▼

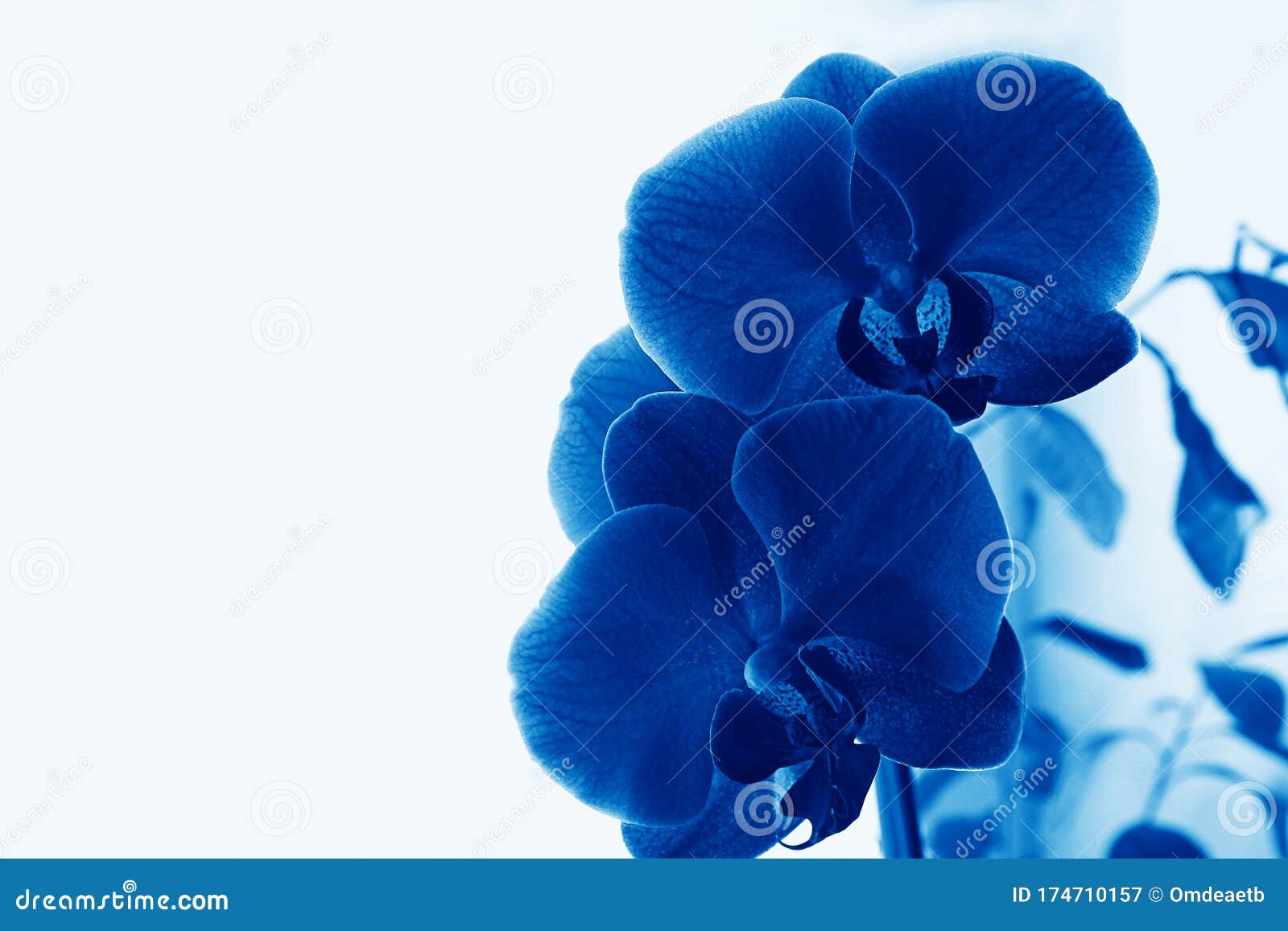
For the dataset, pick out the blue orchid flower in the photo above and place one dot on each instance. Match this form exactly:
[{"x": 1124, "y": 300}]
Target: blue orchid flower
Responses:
[
  {"x": 770, "y": 605},
  {"x": 963, "y": 232}
]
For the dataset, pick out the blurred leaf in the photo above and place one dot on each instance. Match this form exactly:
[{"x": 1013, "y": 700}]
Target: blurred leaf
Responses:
[
  {"x": 1211, "y": 770},
  {"x": 953, "y": 838},
  {"x": 1282, "y": 824},
  {"x": 1150, "y": 841},
  {"x": 1122, "y": 653},
  {"x": 1104, "y": 739},
  {"x": 1255, "y": 307},
  {"x": 1255, "y": 699},
  {"x": 1215, "y": 508},
  {"x": 1264, "y": 643},
  {"x": 1071, "y": 465}
]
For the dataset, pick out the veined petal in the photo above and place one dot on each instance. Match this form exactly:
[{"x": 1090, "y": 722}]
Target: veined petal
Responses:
[
  {"x": 899, "y": 514},
  {"x": 737, "y": 241},
  {"x": 617, "y": 673},
  {"x": 678, "y": 448},
  {"x": 845, "y": 81},
  {"x": 1042, "y": 352},
  {"x": 613, "y": 377},
  {"x": 1021, "y": 167}
]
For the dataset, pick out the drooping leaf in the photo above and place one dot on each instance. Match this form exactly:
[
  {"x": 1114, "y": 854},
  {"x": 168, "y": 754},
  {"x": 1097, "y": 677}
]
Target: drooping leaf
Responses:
[
  {"x": 1264, "y": 643},
  {"x": 1282, "y": 824},
  {"x": 1121, "y": 652},
  {"x": 1104, "y": 739},
  {"x": 1215, "y": 508},
  {"x": 955, "y": 838},
  {"x": 1068, "y": 463},
  {"x": 1255, "y": 699},
  {"x": 1255, "y": 307},
  {"x": 1211, "y": 770},
  {"x": 1150, "y": 841}
]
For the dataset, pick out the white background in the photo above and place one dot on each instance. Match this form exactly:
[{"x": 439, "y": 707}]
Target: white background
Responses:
[{"x": 412, "y": 210}]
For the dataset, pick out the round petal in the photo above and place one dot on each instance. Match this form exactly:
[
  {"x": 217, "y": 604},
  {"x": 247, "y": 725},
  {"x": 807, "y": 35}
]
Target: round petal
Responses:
[
  {"x": 613, "y": 377},
  {"x": 678, "y": 450},
  {"x": 1021, "y": 167},
  {"x": 898, "y": 512},
  {"x": 737, "y": 241},
  {"x": 1041, "y": 352},
  {"x": 617, "y": 673},
  {"x": 729, "y": 826},
  {"x": 918, "y": 721},
  {"x": 844, "y": 81}
]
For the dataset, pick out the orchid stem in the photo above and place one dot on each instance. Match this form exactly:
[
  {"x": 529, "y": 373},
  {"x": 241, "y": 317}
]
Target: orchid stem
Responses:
[
  {"x": 901, "y": 836},
  {"x": 1167, "y": 760}
]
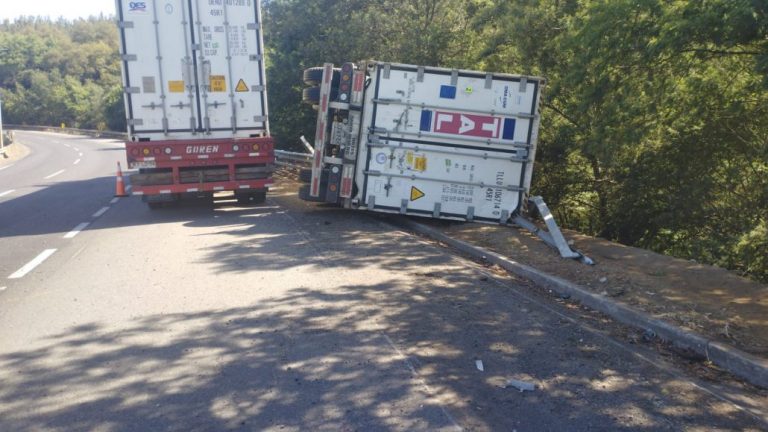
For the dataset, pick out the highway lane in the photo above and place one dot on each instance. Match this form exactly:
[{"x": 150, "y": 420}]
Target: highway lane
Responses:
[
  {"x": 293, "y": 316},
  {"x": 51, "y": 193}
]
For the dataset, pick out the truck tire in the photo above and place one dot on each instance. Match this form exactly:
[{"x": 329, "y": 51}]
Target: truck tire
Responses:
[
  {"x": 311, "y": 95},
  {"x": 259, "y": 197},
  {"x": 305, "y": 175},
  {"x": 314, "y": 76},
  {"x": 304, "y": 194},
  {"x": 250, "y": 198}
]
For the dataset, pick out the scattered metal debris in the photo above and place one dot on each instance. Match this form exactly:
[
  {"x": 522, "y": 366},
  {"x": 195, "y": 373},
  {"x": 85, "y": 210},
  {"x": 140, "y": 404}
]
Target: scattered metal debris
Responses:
[{"x": 520, "y": 385}]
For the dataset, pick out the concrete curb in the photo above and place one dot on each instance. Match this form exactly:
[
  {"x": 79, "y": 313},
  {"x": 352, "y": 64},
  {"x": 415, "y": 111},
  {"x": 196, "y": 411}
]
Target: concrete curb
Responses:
[{"x": 746, "y": 366}]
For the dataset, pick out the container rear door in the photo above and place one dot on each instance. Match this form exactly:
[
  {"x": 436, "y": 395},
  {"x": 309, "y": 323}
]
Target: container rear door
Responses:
[
  {"x": 193, "y": 68},
  {"x": 448, "y": 144}
]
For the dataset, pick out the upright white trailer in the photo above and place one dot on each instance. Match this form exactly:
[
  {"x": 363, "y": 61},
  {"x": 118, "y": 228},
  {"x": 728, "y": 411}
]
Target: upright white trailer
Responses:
[
  {"x": 195, "y": 98},
  {"x": 426, "y": 141}
]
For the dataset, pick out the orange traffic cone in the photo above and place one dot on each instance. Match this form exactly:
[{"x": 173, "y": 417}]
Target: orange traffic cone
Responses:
[{"x": 120, "y": 186}]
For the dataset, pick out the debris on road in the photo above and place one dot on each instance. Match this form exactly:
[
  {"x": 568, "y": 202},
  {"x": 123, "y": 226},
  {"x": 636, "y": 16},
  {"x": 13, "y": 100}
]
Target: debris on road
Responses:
[{"x": 520, "y": 385}]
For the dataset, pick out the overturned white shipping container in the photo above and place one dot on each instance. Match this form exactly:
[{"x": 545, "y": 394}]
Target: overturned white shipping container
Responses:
[{"x": 426, "y": 141}]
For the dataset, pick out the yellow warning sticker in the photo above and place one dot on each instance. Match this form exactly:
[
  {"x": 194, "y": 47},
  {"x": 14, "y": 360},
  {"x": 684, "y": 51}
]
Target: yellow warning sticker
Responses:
[
  {"x": 416, "y": 193},
  {"x": 218, "y": 83},
  {"x": 241, "y": 86},
  {"x": 176, "y": 86},
  {"x": 416, "y": 162}
]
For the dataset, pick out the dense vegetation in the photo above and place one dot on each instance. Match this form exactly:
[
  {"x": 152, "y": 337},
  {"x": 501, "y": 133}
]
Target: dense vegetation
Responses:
[
  {"x": 61, "y": 72},
  {"x": 655, "y": 119}
]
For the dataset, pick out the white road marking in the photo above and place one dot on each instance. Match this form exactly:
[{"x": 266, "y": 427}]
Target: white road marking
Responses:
[
  {"x": 77, "y": 230},
  {"x": 54, "y": 174},
  {"x": 100, "y": 212},
  {"x": 20, "y": 273},
  {"x": 417, "y": 377}
]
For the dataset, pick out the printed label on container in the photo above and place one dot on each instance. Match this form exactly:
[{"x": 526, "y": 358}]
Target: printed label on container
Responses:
[{"x": 473, "y": 125}]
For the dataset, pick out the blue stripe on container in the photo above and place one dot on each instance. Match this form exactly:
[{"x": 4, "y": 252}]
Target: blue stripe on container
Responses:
[
  {"x": 448, "y": 92},
  {"x": 509, "y": 129},
  {"x": 426, "y": 121}
]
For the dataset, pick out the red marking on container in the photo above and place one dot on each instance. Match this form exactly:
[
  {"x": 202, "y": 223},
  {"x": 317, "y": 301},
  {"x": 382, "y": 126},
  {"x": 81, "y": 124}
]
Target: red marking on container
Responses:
[
  {"x": 320, "y": 131},
  {"x": 467, "y": 124},
  {"x": 328, "y": 73},
  {"x": 315, "y": 187},
  {"x": 346, "y": 187}
]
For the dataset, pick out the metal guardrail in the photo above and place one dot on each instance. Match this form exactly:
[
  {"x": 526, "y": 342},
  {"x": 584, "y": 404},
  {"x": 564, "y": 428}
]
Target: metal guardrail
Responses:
[{"x": 292, "y": 159}]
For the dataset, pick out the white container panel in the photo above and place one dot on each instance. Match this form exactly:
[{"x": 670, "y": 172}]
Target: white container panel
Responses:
[
  {"x": 153, "y": 58},
  {"x": 461, "y": 108},
  {"x": 233, "y": 90},
  {"x": 187, "y": 73},
  {"x": 463, "y": 185},
  {"x": 448, "y": 144}
]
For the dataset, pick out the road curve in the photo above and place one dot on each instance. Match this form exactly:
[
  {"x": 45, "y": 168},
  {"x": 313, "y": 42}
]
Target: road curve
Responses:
[{"x": 291, "y": 316}]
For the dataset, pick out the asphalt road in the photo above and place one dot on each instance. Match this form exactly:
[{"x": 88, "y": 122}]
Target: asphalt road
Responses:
[{"x": 290, "y": 316}]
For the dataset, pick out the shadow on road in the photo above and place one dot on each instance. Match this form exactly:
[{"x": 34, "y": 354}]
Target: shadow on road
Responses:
[{"x": 343, "y": 358}]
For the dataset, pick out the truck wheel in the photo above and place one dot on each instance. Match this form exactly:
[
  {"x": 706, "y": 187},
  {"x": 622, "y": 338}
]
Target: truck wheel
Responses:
[
  {"x": 304, "y": 194},
  {"x": 259, "y": 197},
  {"x": 311, "y": 95},
  {"x": 314, "y": 76},
  {"x": 305, "y": 175}
]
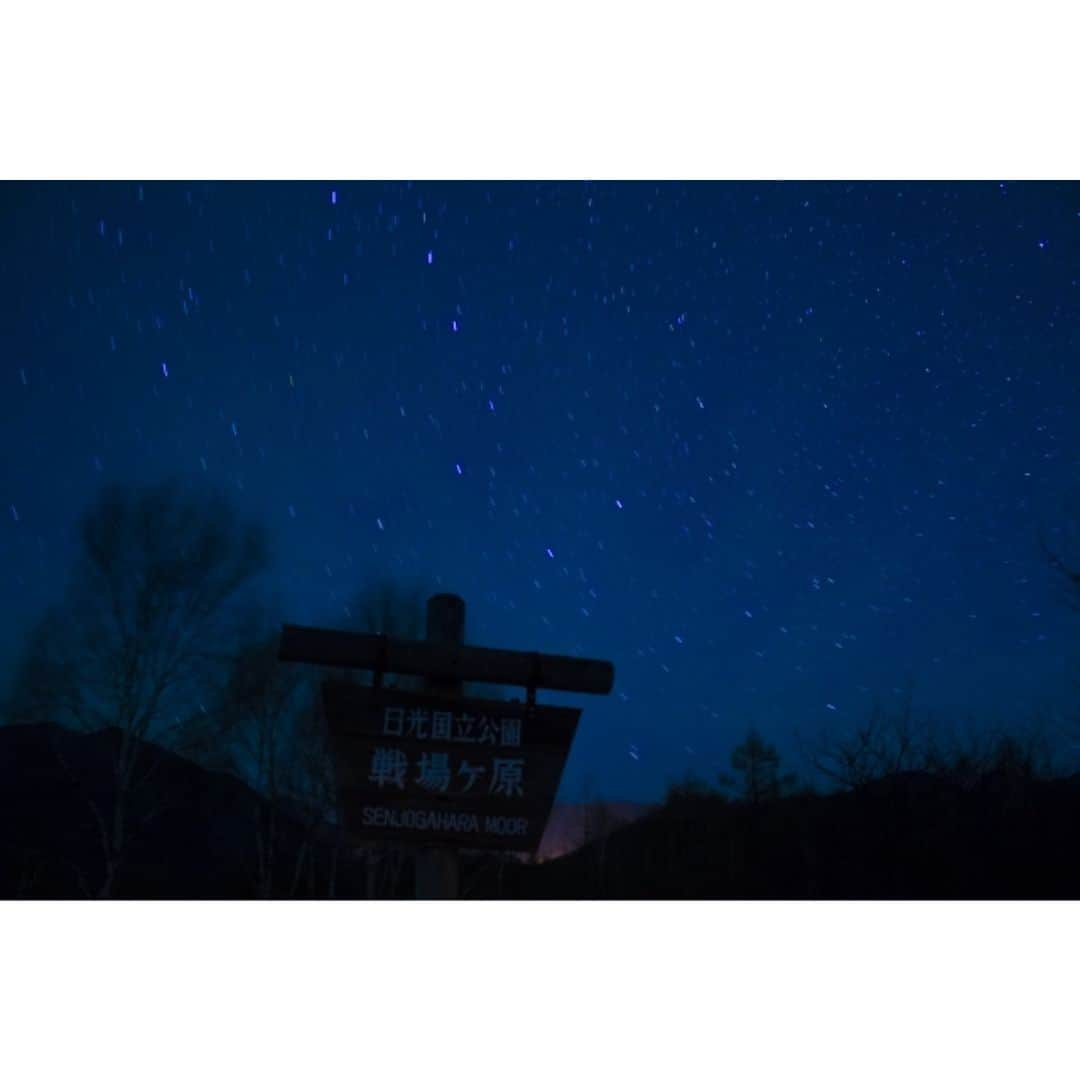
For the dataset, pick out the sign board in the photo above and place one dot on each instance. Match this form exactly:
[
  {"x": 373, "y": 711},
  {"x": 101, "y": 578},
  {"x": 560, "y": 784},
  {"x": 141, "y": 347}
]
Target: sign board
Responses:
[{"x": 436, "y": 770}]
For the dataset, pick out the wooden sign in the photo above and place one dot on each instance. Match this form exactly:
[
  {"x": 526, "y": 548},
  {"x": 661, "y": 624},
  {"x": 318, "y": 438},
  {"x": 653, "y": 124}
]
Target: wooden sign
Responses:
[{"x": 431, "y": 769}]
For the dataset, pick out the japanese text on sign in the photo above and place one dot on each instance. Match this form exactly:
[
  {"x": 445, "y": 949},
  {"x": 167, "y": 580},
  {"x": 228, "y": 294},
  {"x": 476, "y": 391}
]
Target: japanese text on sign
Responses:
[
  {"x": 447, "y": 726},
  {"x": 390, "y": 767}
]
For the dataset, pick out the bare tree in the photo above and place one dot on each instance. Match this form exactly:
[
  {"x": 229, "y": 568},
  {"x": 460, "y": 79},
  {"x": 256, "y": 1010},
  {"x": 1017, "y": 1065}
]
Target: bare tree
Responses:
[
  {"x": 137, "y": 643},
  {"x": 883, "y": 744},
  {"x": 758, "y": 764}
]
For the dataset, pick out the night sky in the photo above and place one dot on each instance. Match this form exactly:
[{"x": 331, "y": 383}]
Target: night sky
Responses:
[{"x": 771, "y": 448}]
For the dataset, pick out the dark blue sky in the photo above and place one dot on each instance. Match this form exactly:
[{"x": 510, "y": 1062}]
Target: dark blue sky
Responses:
[{"x": 771, "y": 448}]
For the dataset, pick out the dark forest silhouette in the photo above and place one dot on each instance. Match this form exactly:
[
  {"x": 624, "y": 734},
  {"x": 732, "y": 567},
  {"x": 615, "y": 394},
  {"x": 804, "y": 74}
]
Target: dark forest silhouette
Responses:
[{"x": 154, "y": 746}]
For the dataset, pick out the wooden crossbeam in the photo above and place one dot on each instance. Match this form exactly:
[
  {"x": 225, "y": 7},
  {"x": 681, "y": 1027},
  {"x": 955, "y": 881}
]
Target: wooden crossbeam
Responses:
[{"x": 469, "y": 663}]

▲

#### PROBLEM
Copy out, unchanged, the stretch of the listing from the line containing "For the dataset, pick out the bare" through the end of the listing.

#### WRITTEN ANSWER
For the dataset, pick out the bare tree in the photo above and place one dot on each instance. Match this form exactly:
[
  {"x": 229, "y": 568},
  {"x": 460, "y": 79},
  {"x": 256, "y": 1010},
  {"x": 1017, "y": 1065}
]
Target: bare tree
Responses:
[
  {"x": 137, "y": 643},
  {"x": 883, "y": 744},
  {"x": 758, "y": 764}
]
For the dataset, pick out the night sky in the photo above and place one dot on each instance. Match this form exactly:
[{"x": 331, "y": 383}]
Target: night sky
Responses:
[{"x": 771, "y": 448}]
For the dataset, pick out the dark blue sky in the photo above and place one dot on each instance. Match this form exactly:
[{"x": 510, "y": 1062}]
Target: dark blue sky
Responses:
[{"x": 771, "y": 448}]
For the dataset, pick out the dark forest silhouette in the photo above and place one dot on each instance. Match this form exactly:
[
  {"x": 624, "y": 734},
  {"x": 732, "y": 567},
  {"x": 615, "y": 394},
  {"x": 804, "y": 74}
]
Target: dark forest silhouette
Responses:
[{"x": 154, "y": 746}]
For the dataset, pick out the wooden crossbeam in the photo above and place one dot on each instance. Match this form exactly:
[
  {"x": 225, "y": 7},
  {"x": 681, "y": 1027},
  {"x": 955, "y": 881}
]
Target: wooden crossbeam
Responses:
[{"x": 469, "y": 663}]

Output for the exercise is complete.